-- begin Provided passage --

It had a Paradise SuperVGA card and a Morse SVGA monitor, although not until late 1990 or possibly early 1991. Originally it came with an EGA card and monitor, but the monitor blew out around 1989 after being operated for too long with an Epson MX80 printer sitting on top of it (blocking the heat vents). We replaced the EGA card and monitor with a Hercules MDA clone card (i.e., not made by Hercules, but compatible with it) and amber-colored monitor. We spent around a year with the Hercules setup, limited to Hercules and CGA (via SIMCGA) games before upgrading to the Paradise SVGA setup (obsolete to cutting edge in one jump!).

It had no sound card until after Wolfenstein 3D was released, around which time I purchased an SB 2.0 and a Gravis Gamepad (both of which I still own but haven't used for quite a while). It wasn't as good as my cousin's 386SX25 with an SCC-1 and SBPro (which sounded awesome in X-Wing) but it was a huge jump from EGA (or Hercules/MDA) and PC speaker sound.

-- end Provided passage --

◆ **What is being asked**
Can you reproduce the passage about the old PC's graphics and sound upgrades word for word?

-- begin Given data --

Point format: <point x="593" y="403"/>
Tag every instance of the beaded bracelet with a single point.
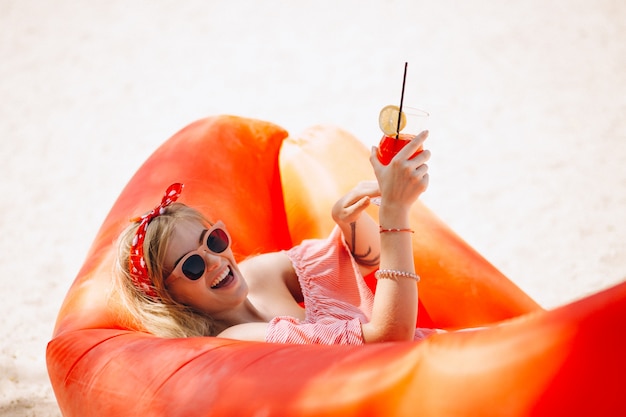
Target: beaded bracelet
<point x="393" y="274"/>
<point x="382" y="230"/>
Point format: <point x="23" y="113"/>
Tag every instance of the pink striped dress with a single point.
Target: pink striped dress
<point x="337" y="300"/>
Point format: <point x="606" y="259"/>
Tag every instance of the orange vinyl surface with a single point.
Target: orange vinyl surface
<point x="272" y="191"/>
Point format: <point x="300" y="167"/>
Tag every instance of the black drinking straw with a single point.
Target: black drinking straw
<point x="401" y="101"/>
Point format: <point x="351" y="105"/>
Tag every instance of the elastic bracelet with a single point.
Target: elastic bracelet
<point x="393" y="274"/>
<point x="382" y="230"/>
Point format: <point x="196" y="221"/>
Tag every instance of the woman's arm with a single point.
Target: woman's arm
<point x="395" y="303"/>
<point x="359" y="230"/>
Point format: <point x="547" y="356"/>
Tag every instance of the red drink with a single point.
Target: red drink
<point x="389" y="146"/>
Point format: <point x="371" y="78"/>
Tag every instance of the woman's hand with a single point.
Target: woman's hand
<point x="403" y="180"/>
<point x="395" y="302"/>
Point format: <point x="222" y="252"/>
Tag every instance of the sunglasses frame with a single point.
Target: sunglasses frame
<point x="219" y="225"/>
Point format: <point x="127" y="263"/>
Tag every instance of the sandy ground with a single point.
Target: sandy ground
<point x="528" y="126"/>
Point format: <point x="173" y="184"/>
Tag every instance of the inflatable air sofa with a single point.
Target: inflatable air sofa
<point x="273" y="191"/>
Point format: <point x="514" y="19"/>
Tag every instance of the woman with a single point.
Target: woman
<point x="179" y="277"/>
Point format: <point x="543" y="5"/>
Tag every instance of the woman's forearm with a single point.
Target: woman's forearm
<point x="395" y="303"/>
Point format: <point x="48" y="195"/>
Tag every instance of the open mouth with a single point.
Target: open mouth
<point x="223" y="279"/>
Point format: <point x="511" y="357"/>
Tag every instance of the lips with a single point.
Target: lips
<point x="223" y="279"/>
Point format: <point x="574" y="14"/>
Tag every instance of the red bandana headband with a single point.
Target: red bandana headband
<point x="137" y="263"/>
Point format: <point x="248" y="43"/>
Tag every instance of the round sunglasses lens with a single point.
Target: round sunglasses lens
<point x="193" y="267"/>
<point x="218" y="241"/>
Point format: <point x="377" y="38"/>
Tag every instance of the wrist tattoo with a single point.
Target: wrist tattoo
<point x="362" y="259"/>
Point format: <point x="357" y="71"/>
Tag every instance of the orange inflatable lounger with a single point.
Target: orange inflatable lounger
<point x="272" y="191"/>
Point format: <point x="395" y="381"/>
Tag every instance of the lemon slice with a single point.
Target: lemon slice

-- end Given data --
-- begin Given data --

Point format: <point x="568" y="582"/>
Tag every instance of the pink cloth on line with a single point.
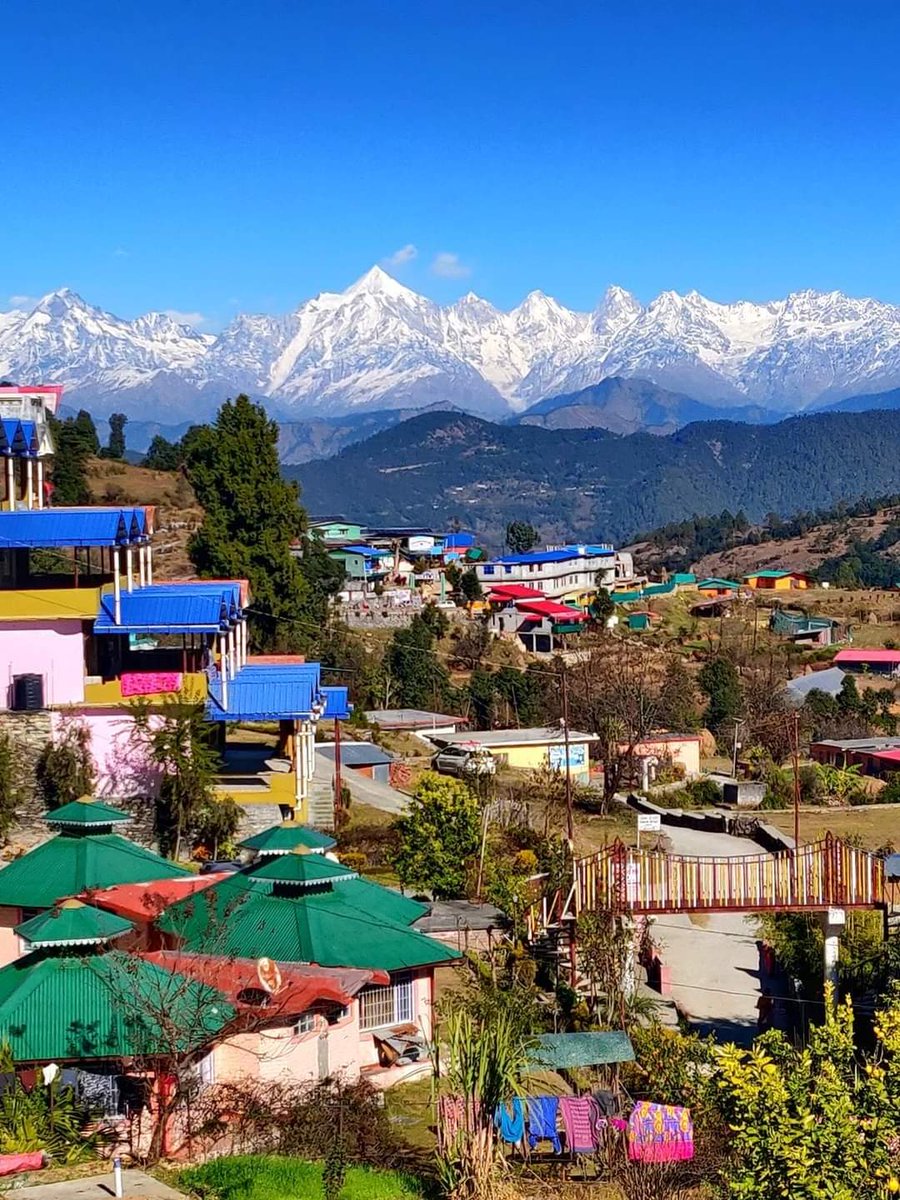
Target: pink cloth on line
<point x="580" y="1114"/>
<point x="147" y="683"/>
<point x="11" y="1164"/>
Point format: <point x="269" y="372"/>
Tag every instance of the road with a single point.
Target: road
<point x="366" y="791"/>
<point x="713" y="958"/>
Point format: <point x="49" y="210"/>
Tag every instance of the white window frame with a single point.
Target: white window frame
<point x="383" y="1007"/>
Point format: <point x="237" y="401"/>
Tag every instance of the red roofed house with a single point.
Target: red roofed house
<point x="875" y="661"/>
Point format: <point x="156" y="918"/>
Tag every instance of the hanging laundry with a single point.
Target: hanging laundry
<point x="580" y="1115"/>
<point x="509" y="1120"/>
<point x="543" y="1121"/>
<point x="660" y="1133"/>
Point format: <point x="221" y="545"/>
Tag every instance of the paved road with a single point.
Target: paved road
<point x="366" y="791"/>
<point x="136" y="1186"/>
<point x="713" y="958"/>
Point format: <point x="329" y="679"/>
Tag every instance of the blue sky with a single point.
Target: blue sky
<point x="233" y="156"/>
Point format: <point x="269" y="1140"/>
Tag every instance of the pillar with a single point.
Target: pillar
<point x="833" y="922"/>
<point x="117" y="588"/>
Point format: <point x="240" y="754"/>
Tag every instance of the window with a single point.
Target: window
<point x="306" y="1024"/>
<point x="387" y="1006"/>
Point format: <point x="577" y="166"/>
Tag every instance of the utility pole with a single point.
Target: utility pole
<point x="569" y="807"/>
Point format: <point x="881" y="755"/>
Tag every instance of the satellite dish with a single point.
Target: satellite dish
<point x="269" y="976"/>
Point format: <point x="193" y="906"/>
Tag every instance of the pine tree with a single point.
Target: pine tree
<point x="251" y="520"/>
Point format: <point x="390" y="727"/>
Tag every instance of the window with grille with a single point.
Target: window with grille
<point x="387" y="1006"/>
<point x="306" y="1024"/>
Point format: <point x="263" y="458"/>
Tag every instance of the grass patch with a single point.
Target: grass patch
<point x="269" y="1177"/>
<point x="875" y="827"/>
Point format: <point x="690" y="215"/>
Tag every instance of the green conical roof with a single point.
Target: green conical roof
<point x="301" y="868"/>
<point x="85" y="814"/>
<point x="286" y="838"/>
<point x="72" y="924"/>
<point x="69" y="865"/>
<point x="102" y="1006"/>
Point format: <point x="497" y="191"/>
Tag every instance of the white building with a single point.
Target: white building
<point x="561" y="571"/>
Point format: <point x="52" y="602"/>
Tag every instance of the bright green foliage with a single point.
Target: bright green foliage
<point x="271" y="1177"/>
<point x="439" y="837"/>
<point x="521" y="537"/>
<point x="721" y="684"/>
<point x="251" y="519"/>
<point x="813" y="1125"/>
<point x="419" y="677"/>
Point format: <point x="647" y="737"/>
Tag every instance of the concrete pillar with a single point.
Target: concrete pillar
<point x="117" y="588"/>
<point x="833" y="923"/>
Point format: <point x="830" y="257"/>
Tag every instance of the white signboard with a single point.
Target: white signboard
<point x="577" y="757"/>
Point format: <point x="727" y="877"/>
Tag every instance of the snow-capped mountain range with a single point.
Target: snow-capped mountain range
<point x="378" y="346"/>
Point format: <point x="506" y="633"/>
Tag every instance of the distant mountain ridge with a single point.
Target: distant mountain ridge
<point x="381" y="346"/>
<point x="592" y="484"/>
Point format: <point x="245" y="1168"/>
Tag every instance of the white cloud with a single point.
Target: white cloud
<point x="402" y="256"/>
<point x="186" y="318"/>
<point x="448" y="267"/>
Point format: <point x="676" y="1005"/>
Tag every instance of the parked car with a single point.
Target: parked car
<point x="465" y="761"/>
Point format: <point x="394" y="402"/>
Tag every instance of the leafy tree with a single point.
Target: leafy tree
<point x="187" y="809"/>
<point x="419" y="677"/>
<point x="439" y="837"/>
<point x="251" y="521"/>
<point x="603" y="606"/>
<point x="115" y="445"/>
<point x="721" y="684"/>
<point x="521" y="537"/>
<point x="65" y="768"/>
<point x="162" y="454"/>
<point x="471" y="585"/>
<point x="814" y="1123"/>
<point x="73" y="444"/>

-- end Given data --

◆ **The response**
It had a Paradise SuperVGA card and a Morse SVGA monitor, although not until late 1990 or possibly early 1991. Originally it came with an EGA card and monitor, but the monitor blew out around 1989 after being operated for too long with an Epson MX80 printer sitting on top of it (blocking the heat vents). We replaced the EGA card and monitor with a Hercules MDA clone card (i.e., not made by Hercules, but compatible with it) and amber-colored monitor. We spent around a year with the Hercules setup, limited to Hercules and CGA (via SIMCGA) games before upgrading to the Paradise SVGA setup (obsolete to cutting edge in one jump!).

It had no sound card until after Wolfenstein 3D was released, around which time I purchased an SB 2.0 and a Gravis Gamepad (both of which I still own but haven't used for quite a while). It wasn't as good as my cousin's 386SX25 with an SCC-1 and SBPro (which sounded awesome in X-Wing) but it was a huge jump from EGA (or Hercules/MDA) and PC speaker sound.